--- DOCUMENT SEGMENT ---
++++

By Madison Grosvenor

Early this month, we filed an emergency motion asking the court to stop an Alaska Board of Game program that aims to kill an unlimited number of brown and black bears across roughly 40,000 square miles in southwest Alaska this summer. We challenged the Mulchatna predator control program as unconstitutional in late 2025; this month’s filing seeks a court order that prevents the gunning down of bears while that case moves through court.  

Timing is everything. Without quick action from the court, the State could restart the aerial gunning down of bears in weeks.  

Bear looks up from McNeil River. Photo by Madison Grosvenor.

“The State is once again primed to gun down bears from helicopters this spring even though it still has no idea how many bears live in the targeted area,” said Michelle Sinnott, our lead attorney in the case, in last week’s press release. “The Alaska Constitution requires the State to manage bear populations sustainably. Instead of collecting credible scientific evidence of bear populations, the Board of Game once again gave the Department a blank check to kill bears across an entire region. That’s exactly the kind of unconstitutional, shoot-first management the court has already rejected.” 

Unfounded in science and unconstitutional

This latest filing is a preliminary step in the lawsuit we brought in November 2025. Our case challenges the Board of Game’s decision to revive the program despite prior court rulings finding it unconstitutional.

++++

--- EXERCISES ---
1. According to the article on the Mulchatna bear program, roughly how large is the area in which the program aims to kill bears?
2. Extend the article on the Mulchatna bear program, beginning after its last sentence.
The material after this point comes from an unrelated source.

--- MATERIAL SUPPLIED ---
++++

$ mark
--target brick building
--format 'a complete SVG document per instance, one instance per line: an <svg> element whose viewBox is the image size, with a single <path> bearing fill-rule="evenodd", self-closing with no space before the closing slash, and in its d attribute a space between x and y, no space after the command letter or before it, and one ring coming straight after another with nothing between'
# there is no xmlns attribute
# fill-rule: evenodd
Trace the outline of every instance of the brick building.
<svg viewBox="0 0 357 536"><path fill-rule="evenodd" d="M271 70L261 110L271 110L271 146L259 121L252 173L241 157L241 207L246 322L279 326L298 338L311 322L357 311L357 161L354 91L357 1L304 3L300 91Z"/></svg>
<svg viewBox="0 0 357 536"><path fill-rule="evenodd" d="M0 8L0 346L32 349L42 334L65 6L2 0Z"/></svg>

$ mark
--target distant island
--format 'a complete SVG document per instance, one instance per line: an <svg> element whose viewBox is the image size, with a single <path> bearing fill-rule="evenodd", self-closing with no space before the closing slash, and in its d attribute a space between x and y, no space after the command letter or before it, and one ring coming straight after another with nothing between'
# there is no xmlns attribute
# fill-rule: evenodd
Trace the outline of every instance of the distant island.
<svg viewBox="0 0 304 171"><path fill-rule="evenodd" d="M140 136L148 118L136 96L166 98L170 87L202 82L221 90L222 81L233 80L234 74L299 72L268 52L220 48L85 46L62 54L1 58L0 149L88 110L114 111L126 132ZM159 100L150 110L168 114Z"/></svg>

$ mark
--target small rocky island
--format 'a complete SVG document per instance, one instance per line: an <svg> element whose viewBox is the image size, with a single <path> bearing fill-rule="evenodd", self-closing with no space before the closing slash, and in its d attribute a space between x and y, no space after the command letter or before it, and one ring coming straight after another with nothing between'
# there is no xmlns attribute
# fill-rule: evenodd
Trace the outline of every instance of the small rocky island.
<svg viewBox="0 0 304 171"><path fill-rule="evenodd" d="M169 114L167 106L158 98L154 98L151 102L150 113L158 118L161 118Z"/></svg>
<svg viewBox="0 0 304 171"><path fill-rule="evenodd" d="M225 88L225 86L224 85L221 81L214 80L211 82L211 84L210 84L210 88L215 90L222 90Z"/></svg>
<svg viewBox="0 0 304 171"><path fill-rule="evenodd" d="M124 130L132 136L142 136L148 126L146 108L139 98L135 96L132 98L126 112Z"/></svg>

++++

--- EXPECTED RESULTS ---
1. Roughly 40,000 square miles in southwest Alaska.

2.
At the heart of the case is a simple principle. Sustainable bear populations are constitutionally protected in Alaska. The Constitution requires the Board to ensure that bear populations targeted by predator control programs are managed sustainably. Over a year ago, the Court held that the Board needed credible scientific evidence documenting brown and black bear populations to comply with the constitutional sustained yield requirement.  

The Board’s current program again fails to meet that requirement. 

Brown bear and cub in Lake Clark National Park and Preserve. Photo by Peter Pearsall.

Instead, the Board has authorized a bear killing program — named after the Mulchatna caribou herd — that allows Fish and Game to gun down an unlimited number of bears without setting a minimum population baseline or any meaningful limits on how many bears will be gunned down. 

Even more concerning, the program defines success only by how many caribou calves survive, not what’s needed to maintain the bear population. First, assuming calf mortality as only related to predation and, second, failing to meaningfully consider the impact on bear populations.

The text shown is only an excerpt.